— Written exercise —
Please rewrite the stretch of items from the line containing "Would you be able to point at the green grass" through the end of the items, changing "meadow" to "pasture" and leaving everything else as it is.

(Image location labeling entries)
* START *

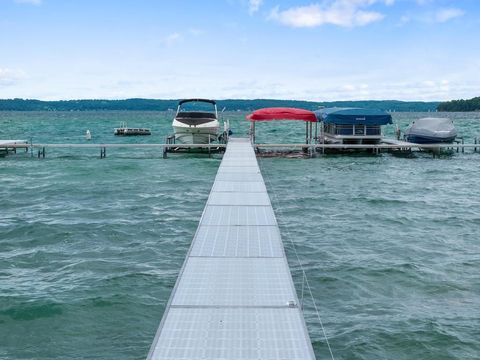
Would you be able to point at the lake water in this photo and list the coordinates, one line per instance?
(90, 248)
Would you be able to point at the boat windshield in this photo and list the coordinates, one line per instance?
(197, 105)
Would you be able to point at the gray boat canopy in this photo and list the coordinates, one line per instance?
(353, 116)
(197, 100)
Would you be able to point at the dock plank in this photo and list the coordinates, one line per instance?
(234, 297)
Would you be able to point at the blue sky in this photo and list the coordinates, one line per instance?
(296, 49)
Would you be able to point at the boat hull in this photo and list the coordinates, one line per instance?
(418, 139)
(195, 135)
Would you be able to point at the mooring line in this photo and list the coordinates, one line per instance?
(299, 263)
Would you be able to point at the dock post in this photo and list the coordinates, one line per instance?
(209, 149)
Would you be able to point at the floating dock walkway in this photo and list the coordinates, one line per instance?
(234, 297)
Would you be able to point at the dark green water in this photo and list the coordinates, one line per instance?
(90, 249)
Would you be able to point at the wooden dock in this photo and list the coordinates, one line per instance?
(234, 297)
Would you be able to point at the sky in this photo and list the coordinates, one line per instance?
(318, 50)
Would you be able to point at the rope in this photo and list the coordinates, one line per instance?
(289, 237)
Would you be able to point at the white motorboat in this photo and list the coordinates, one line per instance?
(431, 131)
(196, 122)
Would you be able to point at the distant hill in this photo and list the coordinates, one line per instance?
(460, 105)
(230, 105)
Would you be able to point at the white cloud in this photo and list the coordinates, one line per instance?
(31, 2)
(172, 39)
(346, 13)
(254, 6)
(443, 15)
(10, 76)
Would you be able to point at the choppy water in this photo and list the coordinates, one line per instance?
(90, 249)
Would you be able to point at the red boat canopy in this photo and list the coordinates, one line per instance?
(268, 114)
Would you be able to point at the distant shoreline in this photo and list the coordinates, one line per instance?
(228, 105)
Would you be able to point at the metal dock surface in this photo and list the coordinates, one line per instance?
(234, 297)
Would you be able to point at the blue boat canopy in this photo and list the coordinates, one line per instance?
(353, 116)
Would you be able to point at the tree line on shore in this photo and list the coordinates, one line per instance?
(228, 105)
(460, 105)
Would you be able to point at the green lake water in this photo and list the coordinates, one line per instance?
(90, 248)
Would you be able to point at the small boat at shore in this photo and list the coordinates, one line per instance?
(431, 131)
(123, 130)
(196, 122)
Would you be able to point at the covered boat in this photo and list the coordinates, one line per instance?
(431, 131)
(352, 125)
(284, 113)
(196, 122)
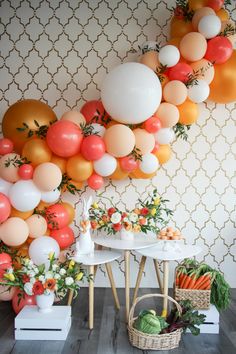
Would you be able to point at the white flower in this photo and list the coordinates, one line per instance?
(116, 218)
(28, 288)
(69, 281)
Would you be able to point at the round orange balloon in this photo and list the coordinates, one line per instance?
(223, 86)
(188, 112)
(78, 168)
(119, 140)
(36, 151)
(31, 112)
(144, 141)
(163, 153)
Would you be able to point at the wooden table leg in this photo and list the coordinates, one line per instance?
(139, 277)
(156, 265)
(165, 287)
(91, 297)
(113, 287)
(127, 283)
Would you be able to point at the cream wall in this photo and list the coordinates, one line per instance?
(59, 51)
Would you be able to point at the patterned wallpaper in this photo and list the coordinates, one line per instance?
(58, 51)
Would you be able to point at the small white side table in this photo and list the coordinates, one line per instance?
(165, 251)
(93, 260)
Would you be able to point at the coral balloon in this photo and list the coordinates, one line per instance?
(119, 140)
(24, 300)
(223, 86)
(168, 115)
(6, 146)
(92, 147)
(219, 50)
(14, 231)
(144, 141)
(47, 176)
(5, 207)
(57, 217)
(64, 138)
(36, 151)
(78, 168)
(95, 181)
(8, 170)
(193, 46)
(64, 237)
(25, 112)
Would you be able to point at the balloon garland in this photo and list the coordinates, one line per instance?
(144, 106)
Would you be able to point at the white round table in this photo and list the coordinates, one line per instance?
(141, 241)
(165, 251)
(92, 261)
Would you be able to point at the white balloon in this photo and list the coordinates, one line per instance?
(24, 195)
(105, 166)
(5, 186)
(40, 249)
(50, 197)
(149, 163)
(169, 55)
(199, 92)
(98, 129)
(209, 26)
(164, 136)
(131, 93)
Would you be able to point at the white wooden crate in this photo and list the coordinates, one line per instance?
(30, 324)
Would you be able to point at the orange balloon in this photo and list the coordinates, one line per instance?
(163, 153)
(21, 214)
(119, 173)
(30, 112)
(71, 211)
(188, 112)
(78, 168)
(144, 141)
(36, 151)
(60, 162)
(223, 86)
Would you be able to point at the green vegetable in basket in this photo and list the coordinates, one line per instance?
(148, 322)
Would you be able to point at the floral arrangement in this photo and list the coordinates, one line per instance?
(38, 280)
(150, 215)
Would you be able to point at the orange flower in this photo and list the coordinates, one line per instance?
(50, 284)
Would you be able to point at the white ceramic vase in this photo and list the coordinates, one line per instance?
(45, 302)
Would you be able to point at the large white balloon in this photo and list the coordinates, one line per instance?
(105, 166)
(40, 249)
(131, 93)
(24, 195)
(164, 136)
(149, 163)
(5, 186)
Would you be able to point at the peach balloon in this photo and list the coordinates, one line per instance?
(119, 140)
(144, 141)
(37, 151)
(204, 70)
(78, 168)
(47, 176)
(60, 162)
(9, 173)
(193, 46)
(14, 232)
(37, 225)
(188, 112)
(175, 92)
(168, 115)
(75, 117)
(199, 14)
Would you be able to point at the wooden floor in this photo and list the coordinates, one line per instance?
(109, 335)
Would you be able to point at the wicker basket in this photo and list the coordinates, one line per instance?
(152, 341)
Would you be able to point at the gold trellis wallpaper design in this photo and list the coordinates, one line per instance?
(58, 51)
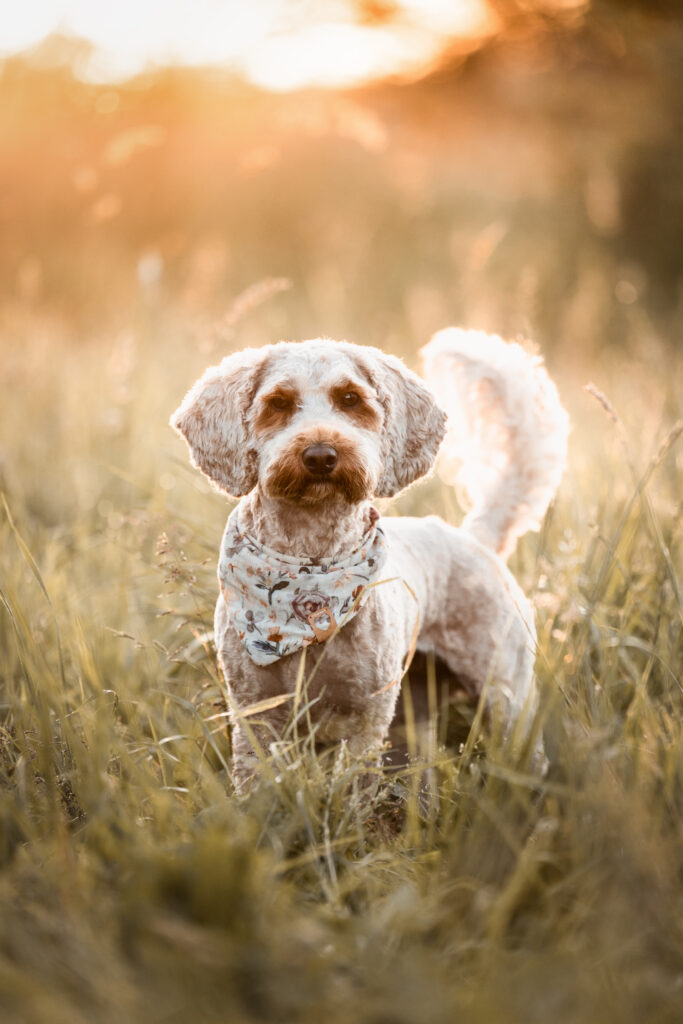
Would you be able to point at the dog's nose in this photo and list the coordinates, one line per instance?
(319, 459)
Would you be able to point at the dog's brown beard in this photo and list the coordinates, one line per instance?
(289, 478)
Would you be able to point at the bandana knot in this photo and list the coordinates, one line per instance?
(279, 605)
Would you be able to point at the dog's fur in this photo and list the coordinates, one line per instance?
(247, 423)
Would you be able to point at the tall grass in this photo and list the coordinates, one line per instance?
(136, 886)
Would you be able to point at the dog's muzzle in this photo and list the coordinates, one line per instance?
(319, 460)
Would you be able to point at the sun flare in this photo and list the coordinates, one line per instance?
(275, 44)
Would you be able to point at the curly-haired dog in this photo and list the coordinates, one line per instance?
(307, 434)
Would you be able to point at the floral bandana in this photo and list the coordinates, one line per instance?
(278, 605)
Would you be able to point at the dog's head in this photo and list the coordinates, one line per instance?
(311, 421)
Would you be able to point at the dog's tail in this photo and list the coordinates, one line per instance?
(507, 437)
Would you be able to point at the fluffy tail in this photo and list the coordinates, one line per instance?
(507, 437)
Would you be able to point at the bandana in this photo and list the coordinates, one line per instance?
(279, 605)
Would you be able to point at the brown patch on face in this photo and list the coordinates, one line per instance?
(290, 479)
(354, 402)
(275, 410)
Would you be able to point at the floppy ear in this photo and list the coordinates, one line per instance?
(414, 425)
(212, 419)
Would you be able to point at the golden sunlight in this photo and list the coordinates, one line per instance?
(276, 44)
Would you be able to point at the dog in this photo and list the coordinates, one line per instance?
(307, 435)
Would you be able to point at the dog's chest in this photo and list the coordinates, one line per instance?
(349, 681)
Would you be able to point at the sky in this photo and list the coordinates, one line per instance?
(278, 44)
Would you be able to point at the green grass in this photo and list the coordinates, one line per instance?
(135, 886)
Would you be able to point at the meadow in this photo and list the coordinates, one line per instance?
(148, 229)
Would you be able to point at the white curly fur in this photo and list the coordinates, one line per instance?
(248, 423)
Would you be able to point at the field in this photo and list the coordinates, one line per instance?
(148, 229)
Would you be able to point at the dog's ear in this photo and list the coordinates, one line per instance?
(414, 425)
(213, 421)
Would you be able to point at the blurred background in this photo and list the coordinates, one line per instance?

* END *

— Complete output —
Would you be able to point at the green grass in this photo and list the coordinates, one line per instance?
(135, 886)
Would you be able to point at the pasture in this photo and list the coordinates, one line per instance?
(148, 229)
Would you be able to point at the white curly fur in this photo and list the coordinates, one line per instance?
(248, 423)
Would you be able to point at the field in this photo and list the coordinates, one line per instance?
(148, 229)
Would you be able to point at the dog's ear in this photo and list the coordinates, one line per instance?
(414, 425)
(213, 421)
Would you be able to point at the blurred background in this photo and list the coordinates, one line per instance?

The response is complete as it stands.